_Exercise instructions_
Keep the images out and copy every entry below exactly.
══ Data shown ══
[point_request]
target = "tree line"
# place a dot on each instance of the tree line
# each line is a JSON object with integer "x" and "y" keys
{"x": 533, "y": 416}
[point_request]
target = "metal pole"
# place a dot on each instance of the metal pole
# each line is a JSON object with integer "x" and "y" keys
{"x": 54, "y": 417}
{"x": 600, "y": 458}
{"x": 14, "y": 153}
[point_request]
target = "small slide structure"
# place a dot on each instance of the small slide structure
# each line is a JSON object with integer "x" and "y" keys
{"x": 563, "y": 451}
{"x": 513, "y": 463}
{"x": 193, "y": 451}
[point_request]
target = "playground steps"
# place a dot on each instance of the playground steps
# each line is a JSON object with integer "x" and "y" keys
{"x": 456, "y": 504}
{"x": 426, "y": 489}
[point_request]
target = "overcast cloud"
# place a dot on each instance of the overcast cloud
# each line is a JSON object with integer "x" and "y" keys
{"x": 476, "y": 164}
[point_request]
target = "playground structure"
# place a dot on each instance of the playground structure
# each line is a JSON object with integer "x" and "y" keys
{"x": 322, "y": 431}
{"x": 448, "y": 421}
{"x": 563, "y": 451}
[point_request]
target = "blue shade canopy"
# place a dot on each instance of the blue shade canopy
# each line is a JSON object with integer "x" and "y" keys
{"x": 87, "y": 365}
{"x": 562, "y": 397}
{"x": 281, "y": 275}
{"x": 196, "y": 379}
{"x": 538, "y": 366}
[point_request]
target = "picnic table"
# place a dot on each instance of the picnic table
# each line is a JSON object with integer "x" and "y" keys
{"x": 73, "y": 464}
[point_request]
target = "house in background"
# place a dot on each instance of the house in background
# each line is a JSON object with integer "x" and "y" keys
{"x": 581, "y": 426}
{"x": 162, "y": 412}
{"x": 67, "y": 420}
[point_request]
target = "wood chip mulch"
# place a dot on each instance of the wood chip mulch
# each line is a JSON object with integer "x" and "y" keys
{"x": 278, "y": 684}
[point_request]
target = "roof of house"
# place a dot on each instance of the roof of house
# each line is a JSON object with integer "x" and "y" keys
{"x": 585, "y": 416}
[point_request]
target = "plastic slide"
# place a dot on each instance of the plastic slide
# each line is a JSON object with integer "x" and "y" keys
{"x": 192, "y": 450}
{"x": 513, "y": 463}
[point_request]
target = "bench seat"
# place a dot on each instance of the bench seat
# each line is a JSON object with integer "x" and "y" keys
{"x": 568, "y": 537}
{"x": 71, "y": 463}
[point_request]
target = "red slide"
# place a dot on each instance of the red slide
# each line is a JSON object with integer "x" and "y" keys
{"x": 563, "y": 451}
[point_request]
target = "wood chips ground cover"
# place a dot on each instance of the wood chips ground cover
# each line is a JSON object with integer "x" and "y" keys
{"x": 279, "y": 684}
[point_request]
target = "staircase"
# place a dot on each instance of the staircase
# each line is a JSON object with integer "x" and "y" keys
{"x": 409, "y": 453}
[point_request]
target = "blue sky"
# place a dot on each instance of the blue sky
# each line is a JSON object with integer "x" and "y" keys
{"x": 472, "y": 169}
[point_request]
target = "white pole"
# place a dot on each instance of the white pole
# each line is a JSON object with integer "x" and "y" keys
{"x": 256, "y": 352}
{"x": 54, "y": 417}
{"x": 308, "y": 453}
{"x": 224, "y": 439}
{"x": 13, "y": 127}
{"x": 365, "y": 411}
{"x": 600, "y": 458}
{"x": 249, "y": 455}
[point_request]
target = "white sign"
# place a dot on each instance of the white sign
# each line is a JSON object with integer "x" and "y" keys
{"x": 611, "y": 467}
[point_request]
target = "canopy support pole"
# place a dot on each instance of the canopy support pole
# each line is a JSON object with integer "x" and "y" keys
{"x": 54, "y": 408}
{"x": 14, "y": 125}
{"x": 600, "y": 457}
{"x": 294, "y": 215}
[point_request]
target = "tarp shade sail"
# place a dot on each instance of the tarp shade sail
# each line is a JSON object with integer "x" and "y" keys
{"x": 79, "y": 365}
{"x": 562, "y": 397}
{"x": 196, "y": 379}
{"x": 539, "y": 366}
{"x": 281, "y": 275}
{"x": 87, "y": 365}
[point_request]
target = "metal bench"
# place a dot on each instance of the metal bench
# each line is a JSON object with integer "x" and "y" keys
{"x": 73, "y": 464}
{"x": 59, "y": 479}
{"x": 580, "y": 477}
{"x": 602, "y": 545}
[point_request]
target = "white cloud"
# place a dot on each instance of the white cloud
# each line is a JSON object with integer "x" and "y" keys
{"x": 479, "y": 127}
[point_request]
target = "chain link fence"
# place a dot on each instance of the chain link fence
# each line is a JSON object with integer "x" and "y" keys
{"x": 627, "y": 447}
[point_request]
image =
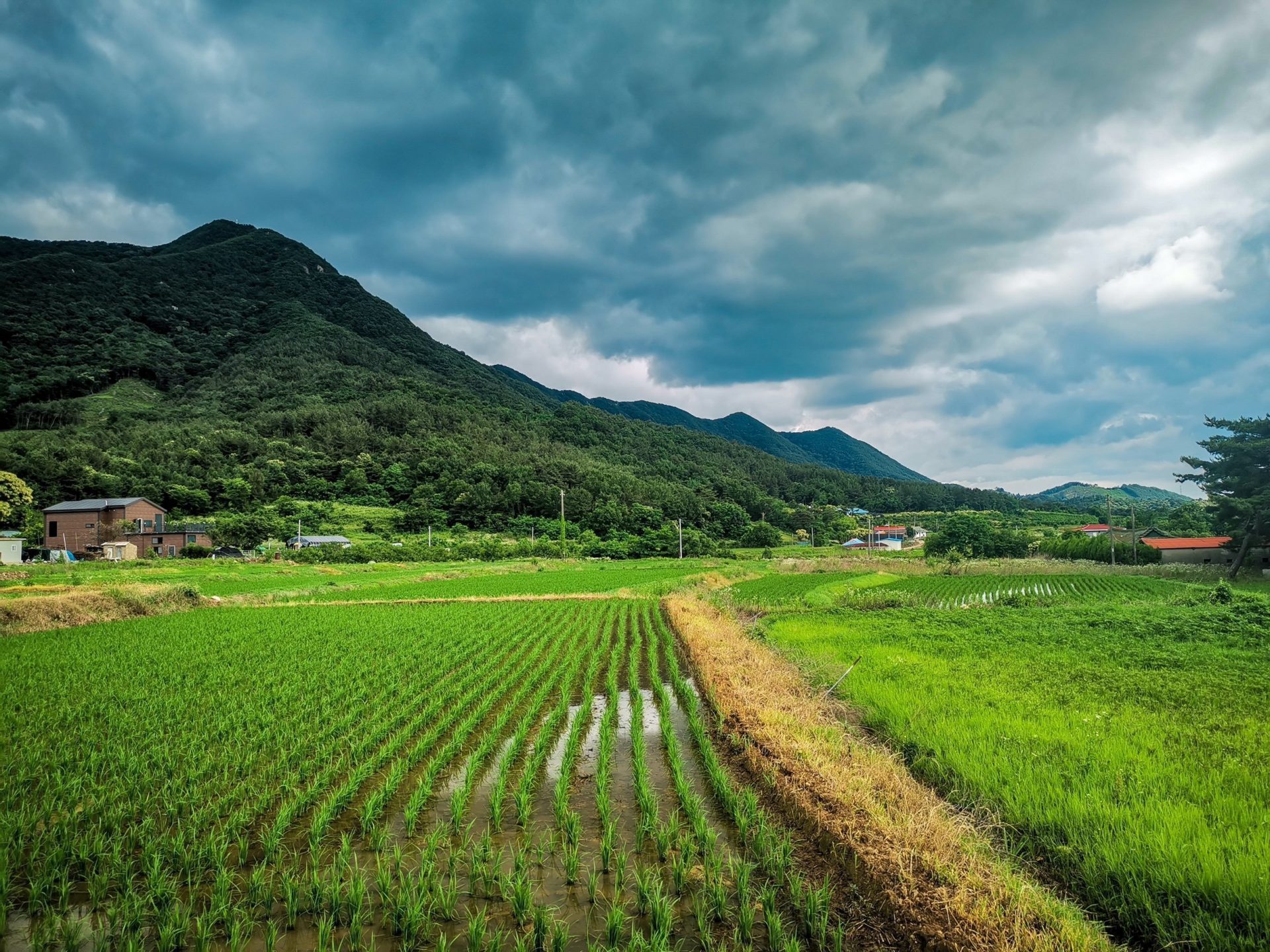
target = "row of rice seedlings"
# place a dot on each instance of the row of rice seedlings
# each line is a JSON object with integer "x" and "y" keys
═══
_Answer below_
[point_request]
target = "tree line"
# place a dot on each instance of the tree line
# each line is a JSON object with integer "x" and "y" keys
{"x": 533, "y": 416}
[point_request]
target = "metal pole"
# place a dot on each instance of the metal pole
# each line is a JSON object with integer "x" and "y" keys
{"x": 54, "y": 417}
{"x": 600, "y": 458}
{"x": 14, "y": 153}
[point_request]
target = "small slide structure"
# place a dot on each instance of the small slide structure
# each line is a JSON object with integer "x" and "y" keys
{"x": 563, "y": 451}
{"x": 513, "y": 463}
{"x": 193, "y": 451}
[point_request]
target = "playground steps"
# place a dot on each instance of the playground steps
# each line is a JSON object with integer "x" and "y" keys
{"x": 456, "y": 504}
{"x": 426, "y": 489}
[point_request]
target = "overcast cloud"
# place a dot on each instance of the overcast cloud
# each line is a JSON object with integer "x" and "y" keys
{"x": 476, "y": 164}
[point_request]
target = "playground structure"
# place a dot on each instance of the playground structure
# each line is a JSON object with integer "x" and "y" keys
{"x": 322, "y": 431}
{"x": 448, "y": 421}
{"x": 563, "y": 451}
[point_request]
target = "blue shade canopy"
# place a dot on each instance of the blue shade canopy
# each line is a JSON object with integer "x" and "y" keys
{"x": 87, "y": 365}
{"x": 562, "y": 397}
{"x": 281, "y": 275}
{"x": 196, "y": 379}
{"x": 538, "y": 366}
[point_request]
target = "picnic table"
# place a dot on each instance of the picnic table
# each line is a JSON object with integer "x" and "y" keys
{"x": 73, "y": 464}
[point_request]
target = "house in background"
# place a dot on each instance of the house in background
# each line is a JSON object with integer "x" and "y" keys
{"x": 581, "y": 426}
{"x": 162, "y": 412}
{"x": 67, "y": 420}
[point_request]
target = "wood chip mulch"
# place a dot on each instance of the wood chip mulch
# each line is a JSON object with integer "x" and "y" keys
{"x": 278, "y": 684}
[point_request]
target = "roof of house"
# place a dot on each instance of the roof of house
# each line is a JSON object with integer "x" and "y" keys
{"x": 585, "y": 416}
[point_request]
target = "plastic slide"
# place a dot on each instance of the plastic slide
# each line is a JSON object with integer "x" and "y" keys
{"x": 192, "y": 450}
{"x": 513, "y": 463}
[point_request]
target = "bench seat"
# place a dot on each instance of the bench seat
# each line is a JSON object with integer "x" and "y" keys
{"x": 568, "y": 537}
{"x": 71, "y": 463}
[point_request]
target = "red slide"
# place a dot on each instance of the red slide
# each line is a JSON object with integer "x" and "y" keys
{"x": 563, "y": 451}
[point_request]
target = "wood chips ground cover"
# place a dot on each instance of the wood chips ground cover
# each line is a JSON object with integer "x" and "y" keys
{"x": 279, "y": 684}
[point_request]
target = "staircase"
# place a dot on each instance of the staircase
# each line is a JSON object with integer "x" and "y" keys
{"x": 409, "y": 453}
[point_request]
target = "blue sky"
# place a dot on each instance of the blue sky
# each line is a JSON object with integer "x" and "y" keys
{"x": 472, "y": 169}
[point_request]
target = "white pole"
# place a dot on each instance of the white pole
# each line is a JSON object with integer "x" and "y" keys
{"x": 256, "y": 352}
{"x": 54, "y": 417}
{"x": 308, "y": 453}
{"x": 224, "y": 439}
{"x": 13, "y": 127}
{"x": 365, "y": 411}
{"x": 600, "y": 458}
{"x": 249, "y": 455}
[point_request]
target = "white sign"
# place a dot on each instance of the white sign
# each line is a JSON object with integer "x" and "y" keys
{"x": 611, "y": 467}
[point_request]
target = "canopy support pole"
# place a dot on each instance of the canopy support pole
# each line is a JSON object with integer "x" and "y" keys
{"x": 54, "y": 408}
{"x": 14, "y": 125}
{"x": 600, "y": 457}
{"x": 294, "y": 215}
[point_request]
target = "tarp shade sail"
# place a dot on each instance of the tarp shade sail
# each line is a JSON object with integer "x" and "y" keys
{"x": 79, "y": 365}
{"x": 562, "y": 397}
{"x": 196, "y": 379}
{"x": 539, "y": 366}
{"x": 281, "y": 275}
{"x": 87, "y": 365}
[point_request]
target = "metal bench"
# place a dot on each instance of the metal bench
# each line is a JSON object with integer "x" and "y" keys
{"x": 73, "y": 464}
{"x": 59, "y": 479}
{"x": 580, "y": 477}
{"x": 602, "y": 545}
[point_request]
target = "white cloud"
# place a dot on each instance of the white cloud
# each line is a JSON object with integer "x" and "y" keys
{"x": 479, "y": 127}
[point_request]
target = "chain link fence"
# place a dot on each instance of the chain link fence
# each line is a JSON object with integer "x" and "y" keys
{"x": 627, "y": 447}
[point_request]
image =
target = "row of rice seedlings"
# place a dot on each instance of the row of rice seedlings
# each line is a JSON object with integer "x" and "y" keys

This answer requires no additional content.